_Required tasks:_
**1.** According to the biographical entry on Terence Ward, in what year did the Ward family leave Tehran?
**2.** Extend the biographical entry on Terence Ward, picking up right after its final sentence.

_Source text:_
----

Ward, Terence 1953?-
WARD, Terence 1953?-
Born c. 1953, in Boulder, CO; son of Patrick (an economic adviser) and Donna Ward; married; wife's name, Idanna. Education: University of California, Berkeley, graduated; University of Geneva International Management Institute, M.B.A.; Emory University, Ph.D.
Management consultant, Inter-Change Consultants, New York, NY. Worked for the Hay Group, New York, NY, and Middle East Industrial Relations Counselors, Athens, Greece.
Searching for Hassan: An American Family's Journey Home to Iran (memoir), Houghton Mifflin (Boston, MA), 2002.
Terence Ward is a management consultant who conducts programs and seminars internationally. His focus is on motivation, leadership, team building, communications, and decision-making, and his clients include many Fortune 500 companies and large foreign corporations. He speaks Greek, Italian, Indonesian, Arabic, and Farsi, and advises governments and corporations in the Islamic world. Ward holds dual citizenship in the United States and Ireland.
Ward was born in Colorado but spent his childhood in Saudi Arabia and moved to Iran in 1960. His father was an economic adviser to the National Iranian Oil Company during the period when Shah Mohammed Reza Pahlavi was in power. The Ward family lived a privileged life in Tehran and were served by Hassan Ghasemi, whom Ward and his three brothers called their "Persian father." Hassan and his wife, Fatimeh, cooked and cared for the Ward family and the house, but also became close friends. The Wards left Tehran in 1969. After the fall of the shah in 1979, they had no way of staying in touch with Hassan, and it was not until after the reign of the Ayatollah Khomeini and the Iran-Iraq war that they were able to return to Iran to find their friend. Ward describes this journey in his book, Searching for Hassan: An American Family's Journey Home to Iran.

----

_Data extract:_
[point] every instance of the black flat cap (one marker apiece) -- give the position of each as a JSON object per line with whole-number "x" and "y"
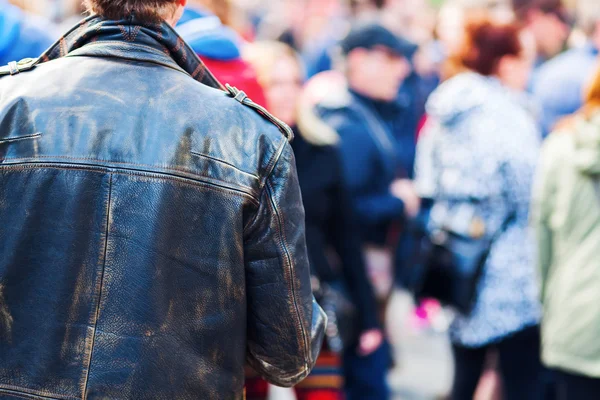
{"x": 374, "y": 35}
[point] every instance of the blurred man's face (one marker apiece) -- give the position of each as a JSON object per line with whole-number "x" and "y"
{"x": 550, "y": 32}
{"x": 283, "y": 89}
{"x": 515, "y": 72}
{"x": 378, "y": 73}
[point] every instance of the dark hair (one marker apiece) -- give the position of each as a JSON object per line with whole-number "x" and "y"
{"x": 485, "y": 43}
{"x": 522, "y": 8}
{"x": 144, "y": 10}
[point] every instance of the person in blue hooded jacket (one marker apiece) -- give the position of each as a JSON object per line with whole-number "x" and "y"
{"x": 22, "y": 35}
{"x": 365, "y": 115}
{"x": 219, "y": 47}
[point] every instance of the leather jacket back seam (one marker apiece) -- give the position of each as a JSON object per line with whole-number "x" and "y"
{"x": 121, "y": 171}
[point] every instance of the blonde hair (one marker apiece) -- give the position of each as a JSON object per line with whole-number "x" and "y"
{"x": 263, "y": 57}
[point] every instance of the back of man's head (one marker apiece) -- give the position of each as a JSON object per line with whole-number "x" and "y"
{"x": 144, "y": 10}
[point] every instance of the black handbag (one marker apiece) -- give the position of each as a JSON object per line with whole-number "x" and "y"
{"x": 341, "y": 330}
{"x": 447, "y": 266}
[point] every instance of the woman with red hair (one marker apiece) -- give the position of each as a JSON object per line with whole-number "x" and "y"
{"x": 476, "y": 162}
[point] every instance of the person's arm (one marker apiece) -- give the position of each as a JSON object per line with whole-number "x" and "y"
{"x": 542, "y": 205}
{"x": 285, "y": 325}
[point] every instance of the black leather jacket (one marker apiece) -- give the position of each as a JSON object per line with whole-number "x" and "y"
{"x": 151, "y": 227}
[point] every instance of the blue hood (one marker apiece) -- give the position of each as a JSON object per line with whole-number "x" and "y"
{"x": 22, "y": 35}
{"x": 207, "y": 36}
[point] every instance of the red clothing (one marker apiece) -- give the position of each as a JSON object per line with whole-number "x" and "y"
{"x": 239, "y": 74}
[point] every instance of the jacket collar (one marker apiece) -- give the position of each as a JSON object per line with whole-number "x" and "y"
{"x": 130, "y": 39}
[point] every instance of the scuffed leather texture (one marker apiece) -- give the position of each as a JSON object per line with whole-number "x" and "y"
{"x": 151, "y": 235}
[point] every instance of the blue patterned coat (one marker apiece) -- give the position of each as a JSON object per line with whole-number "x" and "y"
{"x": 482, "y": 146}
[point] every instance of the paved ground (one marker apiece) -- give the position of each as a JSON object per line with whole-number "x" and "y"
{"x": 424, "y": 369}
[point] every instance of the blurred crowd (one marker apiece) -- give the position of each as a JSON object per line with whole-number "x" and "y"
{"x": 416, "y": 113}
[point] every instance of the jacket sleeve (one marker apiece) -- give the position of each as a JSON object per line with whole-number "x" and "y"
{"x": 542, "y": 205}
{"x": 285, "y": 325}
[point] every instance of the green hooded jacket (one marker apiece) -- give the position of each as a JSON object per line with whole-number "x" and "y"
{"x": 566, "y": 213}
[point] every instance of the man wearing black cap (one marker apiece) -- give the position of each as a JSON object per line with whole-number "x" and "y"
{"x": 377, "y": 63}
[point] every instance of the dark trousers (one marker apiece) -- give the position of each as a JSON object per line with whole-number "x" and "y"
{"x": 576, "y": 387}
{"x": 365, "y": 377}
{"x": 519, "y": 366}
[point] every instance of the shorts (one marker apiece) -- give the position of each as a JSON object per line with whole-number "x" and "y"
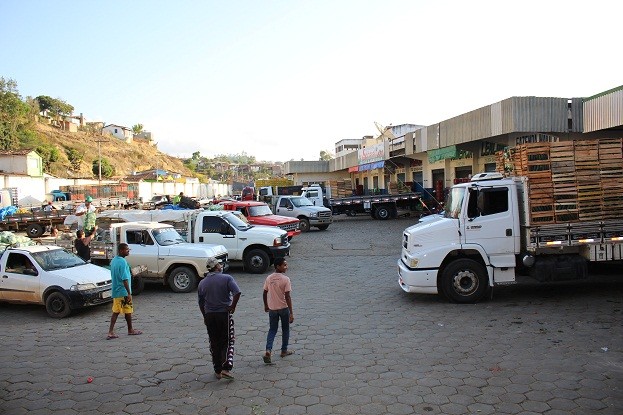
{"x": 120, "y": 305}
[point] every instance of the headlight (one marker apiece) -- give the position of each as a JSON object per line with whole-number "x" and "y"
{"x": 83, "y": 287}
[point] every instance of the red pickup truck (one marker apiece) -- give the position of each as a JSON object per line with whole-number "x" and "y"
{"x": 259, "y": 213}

----

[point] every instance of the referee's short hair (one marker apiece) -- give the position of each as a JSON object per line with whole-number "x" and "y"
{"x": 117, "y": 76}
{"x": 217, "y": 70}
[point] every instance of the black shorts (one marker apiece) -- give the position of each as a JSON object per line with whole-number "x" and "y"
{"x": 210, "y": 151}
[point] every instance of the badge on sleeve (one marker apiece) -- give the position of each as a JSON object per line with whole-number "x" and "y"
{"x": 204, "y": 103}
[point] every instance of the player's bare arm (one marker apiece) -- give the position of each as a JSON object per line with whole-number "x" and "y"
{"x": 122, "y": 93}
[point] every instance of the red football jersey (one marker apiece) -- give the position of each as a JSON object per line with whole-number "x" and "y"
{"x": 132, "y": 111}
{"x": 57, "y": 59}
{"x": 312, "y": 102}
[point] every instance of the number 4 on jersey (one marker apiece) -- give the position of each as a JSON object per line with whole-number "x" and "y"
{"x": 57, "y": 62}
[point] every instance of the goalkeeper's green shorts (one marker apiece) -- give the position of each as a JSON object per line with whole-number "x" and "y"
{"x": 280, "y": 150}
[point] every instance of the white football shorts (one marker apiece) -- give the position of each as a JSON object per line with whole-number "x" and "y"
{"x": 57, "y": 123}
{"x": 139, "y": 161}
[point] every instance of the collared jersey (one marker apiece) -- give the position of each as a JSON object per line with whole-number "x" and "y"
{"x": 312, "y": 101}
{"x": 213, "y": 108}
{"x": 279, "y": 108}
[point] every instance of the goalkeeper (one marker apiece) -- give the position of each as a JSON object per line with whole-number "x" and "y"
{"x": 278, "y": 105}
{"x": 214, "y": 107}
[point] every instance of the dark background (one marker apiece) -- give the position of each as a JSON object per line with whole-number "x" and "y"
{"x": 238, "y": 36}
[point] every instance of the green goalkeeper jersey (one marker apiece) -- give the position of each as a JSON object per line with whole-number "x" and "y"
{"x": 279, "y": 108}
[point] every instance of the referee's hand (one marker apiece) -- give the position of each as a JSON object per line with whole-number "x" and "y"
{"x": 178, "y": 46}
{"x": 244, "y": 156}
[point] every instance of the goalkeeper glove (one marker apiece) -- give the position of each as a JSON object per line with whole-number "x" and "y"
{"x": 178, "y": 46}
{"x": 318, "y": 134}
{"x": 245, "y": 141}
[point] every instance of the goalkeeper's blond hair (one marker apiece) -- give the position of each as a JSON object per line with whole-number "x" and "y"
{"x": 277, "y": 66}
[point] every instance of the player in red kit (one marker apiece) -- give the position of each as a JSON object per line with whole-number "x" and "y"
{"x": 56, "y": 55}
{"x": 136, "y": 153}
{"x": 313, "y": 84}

----

_Task results:_
**1.** 1969

**2.**
Published in January 2002, the book served an unexpected and important purpose because Ward's narrative highlights the achievements and beauty of historical Islamic culture. Many Americans were first exposed to Iran with the 1980 hostage crisis and the rule of Khomeini, and in light of the terrorist attacks on the United States on September 11, 2001 (Ward and his wife witnessed the collapse of the World Trade Center from their New York apartment), the inaccurate perception that the world of Islam is only a haven for radicals was too often perceived as being factual.
As the family began their pilgrimage in 1998, they were unclear even as to the name of Hassan's village, but they did eventually find him. "Amazingly," wrote Stephen Lyons in a USA Today online review, "the family traveled freely throughout Iran, without incident, accompanied by drivers and guides, including a colorful and inept Armenian named Avo. Not your typical American tourists, the Wards possess many advantages, including a working knowledge of Farsi. Ward's own command of Iranian culture and history is evident as he eloquently guides the reader through a rich culture dating back 2,500 years to Cyrus the Great."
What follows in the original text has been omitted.